::: Excerpted text
Discussion

Recently, the voices in the allergy community have been growing louder favouring a turn away from the classical allergological approach including in vitro plus skin tests putting DPT at the end as the final method and instead heading to a direct DPT without prior testing. This has been propagated especially in the United States (13, 18, 19). With our study, we would like to stress the point, that aiming for such an extreme standpoint puts patients at unnecessary risks while roughly a third of DHR cases can be solved with a safer and cheaper approach.
It may be argued that looking at sIgE and skin tests separately results in only low positivity rates and that these tests may be regarded as dispensable, therefore. Rightly, the low rate of 4.3% drug-specific IgE to β-lactams on the ImmunoCAP® system nearly replicated the 3.4% that we had already described 14 years ago (29). However, these tests are cheap and can be applied on a large patient group (14). Tweaking read out parameters such as lowering the threshold to 0.1 kU/l could have doubled or calculating sIgE/total IgE ratios could have even quadrupled the positivity rates in our patients, but this would have come at the price of a lowered specificity (25). Basophil activation tests are reported as having superior sensitivity and specificity (30, 31). However, they are more expensive, require especially trained personal, expensive laboratory equipment and consume a lot of laboratory time. This makes them a difficult system for use on a broader routine dimension.
::::::
::: Entries shown
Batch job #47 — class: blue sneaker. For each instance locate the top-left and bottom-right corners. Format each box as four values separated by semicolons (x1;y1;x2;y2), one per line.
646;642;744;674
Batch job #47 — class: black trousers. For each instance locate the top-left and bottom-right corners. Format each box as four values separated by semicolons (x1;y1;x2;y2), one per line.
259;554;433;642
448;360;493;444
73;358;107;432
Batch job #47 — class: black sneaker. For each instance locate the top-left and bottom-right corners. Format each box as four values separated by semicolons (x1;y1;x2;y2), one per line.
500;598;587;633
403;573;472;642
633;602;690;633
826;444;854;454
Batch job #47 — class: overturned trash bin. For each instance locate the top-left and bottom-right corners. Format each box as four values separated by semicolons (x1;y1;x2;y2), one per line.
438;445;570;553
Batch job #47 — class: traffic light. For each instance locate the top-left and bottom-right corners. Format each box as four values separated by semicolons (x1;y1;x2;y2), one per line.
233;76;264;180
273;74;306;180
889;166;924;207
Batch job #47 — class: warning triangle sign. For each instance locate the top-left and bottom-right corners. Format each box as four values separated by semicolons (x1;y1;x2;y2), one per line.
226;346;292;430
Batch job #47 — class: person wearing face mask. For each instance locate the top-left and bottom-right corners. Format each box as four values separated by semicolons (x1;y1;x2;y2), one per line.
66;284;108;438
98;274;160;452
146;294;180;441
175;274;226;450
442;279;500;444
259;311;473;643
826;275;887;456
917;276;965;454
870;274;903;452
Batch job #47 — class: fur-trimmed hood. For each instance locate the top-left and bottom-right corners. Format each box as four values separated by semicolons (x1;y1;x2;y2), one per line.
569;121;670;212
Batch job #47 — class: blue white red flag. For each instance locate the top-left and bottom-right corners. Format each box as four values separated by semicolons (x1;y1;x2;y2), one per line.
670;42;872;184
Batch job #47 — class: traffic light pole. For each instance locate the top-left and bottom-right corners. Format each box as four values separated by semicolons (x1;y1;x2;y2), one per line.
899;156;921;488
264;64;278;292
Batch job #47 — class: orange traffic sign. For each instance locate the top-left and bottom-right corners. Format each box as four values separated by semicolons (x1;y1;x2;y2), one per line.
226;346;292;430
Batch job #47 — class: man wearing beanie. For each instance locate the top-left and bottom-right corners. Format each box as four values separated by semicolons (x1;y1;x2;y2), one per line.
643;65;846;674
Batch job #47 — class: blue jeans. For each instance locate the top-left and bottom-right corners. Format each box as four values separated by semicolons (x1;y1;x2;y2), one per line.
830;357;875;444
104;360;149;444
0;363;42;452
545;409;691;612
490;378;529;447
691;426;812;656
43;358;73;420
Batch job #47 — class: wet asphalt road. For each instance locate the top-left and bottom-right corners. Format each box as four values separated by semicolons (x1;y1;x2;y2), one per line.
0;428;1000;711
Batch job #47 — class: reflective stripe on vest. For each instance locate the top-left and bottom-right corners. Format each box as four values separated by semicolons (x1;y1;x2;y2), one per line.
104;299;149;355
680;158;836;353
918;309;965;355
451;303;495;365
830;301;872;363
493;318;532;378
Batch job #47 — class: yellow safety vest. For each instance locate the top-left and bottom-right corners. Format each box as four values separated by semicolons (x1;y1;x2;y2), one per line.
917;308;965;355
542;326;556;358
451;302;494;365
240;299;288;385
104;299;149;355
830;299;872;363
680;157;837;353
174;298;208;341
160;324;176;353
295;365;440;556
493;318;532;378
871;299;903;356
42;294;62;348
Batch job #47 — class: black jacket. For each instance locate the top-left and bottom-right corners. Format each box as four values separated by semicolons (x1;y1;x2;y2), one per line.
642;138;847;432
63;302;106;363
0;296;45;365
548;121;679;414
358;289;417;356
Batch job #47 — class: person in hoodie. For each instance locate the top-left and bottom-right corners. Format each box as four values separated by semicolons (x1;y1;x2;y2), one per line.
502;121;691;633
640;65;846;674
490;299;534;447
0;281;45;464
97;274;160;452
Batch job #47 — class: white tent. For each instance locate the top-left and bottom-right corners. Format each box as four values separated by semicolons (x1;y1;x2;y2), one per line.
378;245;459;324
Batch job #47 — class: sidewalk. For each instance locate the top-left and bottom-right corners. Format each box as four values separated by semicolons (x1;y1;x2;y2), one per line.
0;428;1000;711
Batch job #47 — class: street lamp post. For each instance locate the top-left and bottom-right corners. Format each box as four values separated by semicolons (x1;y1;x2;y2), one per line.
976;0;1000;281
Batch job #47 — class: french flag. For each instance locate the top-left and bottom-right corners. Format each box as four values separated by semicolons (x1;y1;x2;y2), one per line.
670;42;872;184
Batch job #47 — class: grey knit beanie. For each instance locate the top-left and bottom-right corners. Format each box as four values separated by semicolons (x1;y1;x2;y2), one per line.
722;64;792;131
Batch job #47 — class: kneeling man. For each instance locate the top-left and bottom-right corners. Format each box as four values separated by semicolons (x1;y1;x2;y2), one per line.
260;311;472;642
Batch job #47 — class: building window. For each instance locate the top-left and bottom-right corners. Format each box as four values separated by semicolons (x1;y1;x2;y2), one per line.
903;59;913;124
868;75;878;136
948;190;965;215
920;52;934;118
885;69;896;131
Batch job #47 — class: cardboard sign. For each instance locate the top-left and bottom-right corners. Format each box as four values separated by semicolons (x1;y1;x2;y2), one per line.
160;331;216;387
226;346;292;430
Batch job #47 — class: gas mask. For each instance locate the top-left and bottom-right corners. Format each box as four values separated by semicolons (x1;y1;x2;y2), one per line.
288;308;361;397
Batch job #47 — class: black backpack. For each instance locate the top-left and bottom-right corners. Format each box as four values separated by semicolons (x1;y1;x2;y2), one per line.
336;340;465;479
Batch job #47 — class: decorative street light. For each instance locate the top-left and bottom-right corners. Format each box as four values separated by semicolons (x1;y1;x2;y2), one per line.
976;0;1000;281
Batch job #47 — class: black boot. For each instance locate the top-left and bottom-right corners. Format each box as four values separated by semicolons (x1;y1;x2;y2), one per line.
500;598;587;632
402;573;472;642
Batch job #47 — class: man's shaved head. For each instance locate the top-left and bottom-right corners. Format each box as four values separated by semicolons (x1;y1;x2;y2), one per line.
::::::
◆ **Task set**
1. Based on the discussion text, decide whether each statement below agrees with it. For each, answer yes or no and quote the words of the text that decide it.
(a) The direct drug provocation approach without prior testing has been promoted especially in the United States.
(b) Basophil activation tests are described as cheaper than the other tests discussed.
(c) The rate of drug-specific IgE to β-lactams found on the ImmunoCAP® system was 4.3%.
2. Answer these questions from the discussion text:
(a) What share of DHR cases do the authors say can be solved with a safer and cheaper approach?
(b) What positivity rate had the authors described 14 years earlier?
(c) What could calculating sIgE/total IgE ratios have done to the positivity rates?

◆ **Replies**
1.
(a) Yes: "This has been propagated especially in the United States"
(b) No: "However, they are more expensive"
(c) Yes: "the low rate of 4.3% drug-specific IgE to β-lactams on the ImmunoCAP® system"

2.
(a) Roughly a third.
(b) 3.4%.
(c) It could have quadrupled them.